**O que se espera:** Copie literalmente a passagem do trecho selecionado que vai de "Viver junto como" até "(bauman, 2003 p.60).".

**Trecho selecionado:**
++++

Viver junto como marco dos novos relacionamentos afetivos da modernidade líquida envolve, também, o sentido da família. Se, de fato, até a modernidade, a família era, sem dúvida, um pilar fundamental da sociedade e os filhos, o fruto mais maduro disso, não é assim no mundo líquido pós-moderno. Se nada tem substância, se tudo é fluido, e os valores, assim chamados de espirituais, nem têm mais força no novo contexto cultural, isso afeta também a família. Por isso, segundo Bauman: Os filhos estão entre as aquisições mais caras que o consumidor médio pode fazer ao longo de toda a vidas [...] Ter filhos significa avaliar o bem-estar de outro ser, mais fraco e dependente, em relação ao nosso próprio conforto (bauman, 2003 p.60).

++++

**Dados armazenados:**
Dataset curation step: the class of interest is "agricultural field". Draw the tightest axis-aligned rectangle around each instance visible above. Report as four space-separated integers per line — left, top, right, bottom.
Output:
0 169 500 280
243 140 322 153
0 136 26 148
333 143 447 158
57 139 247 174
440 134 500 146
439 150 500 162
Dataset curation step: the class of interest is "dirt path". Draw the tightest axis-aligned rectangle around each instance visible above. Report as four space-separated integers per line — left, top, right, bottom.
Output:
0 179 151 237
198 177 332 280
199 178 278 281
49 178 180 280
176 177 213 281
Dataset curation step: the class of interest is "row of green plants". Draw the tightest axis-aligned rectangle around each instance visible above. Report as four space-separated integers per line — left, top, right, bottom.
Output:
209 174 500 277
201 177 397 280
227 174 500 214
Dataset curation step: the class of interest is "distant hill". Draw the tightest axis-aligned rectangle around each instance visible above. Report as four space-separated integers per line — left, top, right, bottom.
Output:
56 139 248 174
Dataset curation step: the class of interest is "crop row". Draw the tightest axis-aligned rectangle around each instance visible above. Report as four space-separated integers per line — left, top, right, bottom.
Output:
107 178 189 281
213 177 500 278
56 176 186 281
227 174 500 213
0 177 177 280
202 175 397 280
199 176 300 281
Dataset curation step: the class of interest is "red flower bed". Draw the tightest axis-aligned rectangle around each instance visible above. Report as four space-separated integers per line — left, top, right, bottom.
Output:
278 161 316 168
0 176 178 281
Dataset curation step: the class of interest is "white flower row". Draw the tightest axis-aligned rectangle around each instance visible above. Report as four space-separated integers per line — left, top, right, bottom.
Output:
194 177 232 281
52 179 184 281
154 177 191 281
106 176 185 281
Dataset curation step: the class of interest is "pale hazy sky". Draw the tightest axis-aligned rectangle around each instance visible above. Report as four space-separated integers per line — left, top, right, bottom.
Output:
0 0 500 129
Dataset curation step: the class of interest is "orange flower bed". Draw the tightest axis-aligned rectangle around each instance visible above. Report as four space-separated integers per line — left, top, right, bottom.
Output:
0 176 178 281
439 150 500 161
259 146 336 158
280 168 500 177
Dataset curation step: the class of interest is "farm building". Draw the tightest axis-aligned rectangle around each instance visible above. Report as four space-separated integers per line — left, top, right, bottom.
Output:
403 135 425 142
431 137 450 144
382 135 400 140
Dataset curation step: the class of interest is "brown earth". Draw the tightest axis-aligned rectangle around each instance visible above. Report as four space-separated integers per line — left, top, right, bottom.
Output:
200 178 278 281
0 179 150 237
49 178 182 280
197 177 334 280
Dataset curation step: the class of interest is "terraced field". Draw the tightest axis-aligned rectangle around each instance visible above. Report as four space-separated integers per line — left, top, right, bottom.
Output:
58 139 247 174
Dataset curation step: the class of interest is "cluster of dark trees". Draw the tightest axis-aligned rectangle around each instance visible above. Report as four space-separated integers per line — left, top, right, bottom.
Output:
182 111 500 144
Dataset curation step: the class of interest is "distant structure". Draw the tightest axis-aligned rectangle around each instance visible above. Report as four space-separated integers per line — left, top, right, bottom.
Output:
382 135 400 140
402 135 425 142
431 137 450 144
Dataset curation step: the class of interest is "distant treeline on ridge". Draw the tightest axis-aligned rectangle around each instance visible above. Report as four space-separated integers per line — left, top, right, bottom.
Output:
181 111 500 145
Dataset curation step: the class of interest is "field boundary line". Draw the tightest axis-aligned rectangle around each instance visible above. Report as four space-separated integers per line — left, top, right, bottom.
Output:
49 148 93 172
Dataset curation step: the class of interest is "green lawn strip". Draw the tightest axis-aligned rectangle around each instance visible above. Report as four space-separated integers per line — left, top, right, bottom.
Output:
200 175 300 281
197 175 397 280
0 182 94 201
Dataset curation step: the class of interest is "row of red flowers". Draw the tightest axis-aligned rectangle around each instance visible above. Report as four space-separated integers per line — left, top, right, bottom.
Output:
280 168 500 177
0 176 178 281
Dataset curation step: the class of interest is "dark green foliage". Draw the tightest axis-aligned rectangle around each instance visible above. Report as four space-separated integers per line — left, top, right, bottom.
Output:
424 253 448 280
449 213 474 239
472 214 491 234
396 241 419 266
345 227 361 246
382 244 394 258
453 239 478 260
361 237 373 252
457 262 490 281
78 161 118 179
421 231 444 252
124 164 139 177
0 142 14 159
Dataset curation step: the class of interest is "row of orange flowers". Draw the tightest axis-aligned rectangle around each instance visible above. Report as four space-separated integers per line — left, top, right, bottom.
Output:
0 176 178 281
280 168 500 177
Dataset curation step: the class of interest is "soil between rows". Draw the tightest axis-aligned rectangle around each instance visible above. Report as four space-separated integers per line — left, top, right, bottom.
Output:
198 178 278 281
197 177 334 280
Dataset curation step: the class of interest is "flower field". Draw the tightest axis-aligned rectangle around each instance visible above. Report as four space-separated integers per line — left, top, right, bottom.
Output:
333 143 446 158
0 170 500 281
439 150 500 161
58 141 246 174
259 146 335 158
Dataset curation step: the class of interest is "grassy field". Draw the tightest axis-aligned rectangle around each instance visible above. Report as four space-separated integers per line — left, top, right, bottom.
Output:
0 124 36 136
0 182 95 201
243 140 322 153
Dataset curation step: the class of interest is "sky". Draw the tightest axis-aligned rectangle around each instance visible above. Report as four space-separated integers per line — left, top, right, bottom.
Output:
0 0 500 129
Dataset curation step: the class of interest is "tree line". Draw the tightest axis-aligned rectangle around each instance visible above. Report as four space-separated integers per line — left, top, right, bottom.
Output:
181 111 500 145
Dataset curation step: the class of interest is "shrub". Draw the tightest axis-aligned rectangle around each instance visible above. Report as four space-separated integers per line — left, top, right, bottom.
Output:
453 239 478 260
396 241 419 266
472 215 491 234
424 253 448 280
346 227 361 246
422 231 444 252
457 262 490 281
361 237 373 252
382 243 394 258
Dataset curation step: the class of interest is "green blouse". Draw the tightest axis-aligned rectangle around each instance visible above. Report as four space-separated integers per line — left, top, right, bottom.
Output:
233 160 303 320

++++

**Resposta da tarefa:**
Viver junto como marco dos novos relacionamentos afetivos da modernidade líquida envolve, também, o sentido da família. Se, de fato, até a modernidade, a família era, sem dúvida, um pilar fundamental da sociedade e os filhos, o fruto mais maduro disso, não é assim no mundo líquido pós-moderno. Se nada tem substância, se tudo é fluido, e os valores, assim chamados de espirituais, nem têm mais força no novo contexto cultural, isso afeta também a família. Por isso, segundo Bauman: Os filhos estão entre as aquisições mais caras que o consumidor médio pode fazer ao longo de toda a vidas [...] Ter filhos significa avaliar o bem-estar de outro ser, mais fraco e dependente, em relação ao nosso próprio conforto (bauman, 2003 p.60).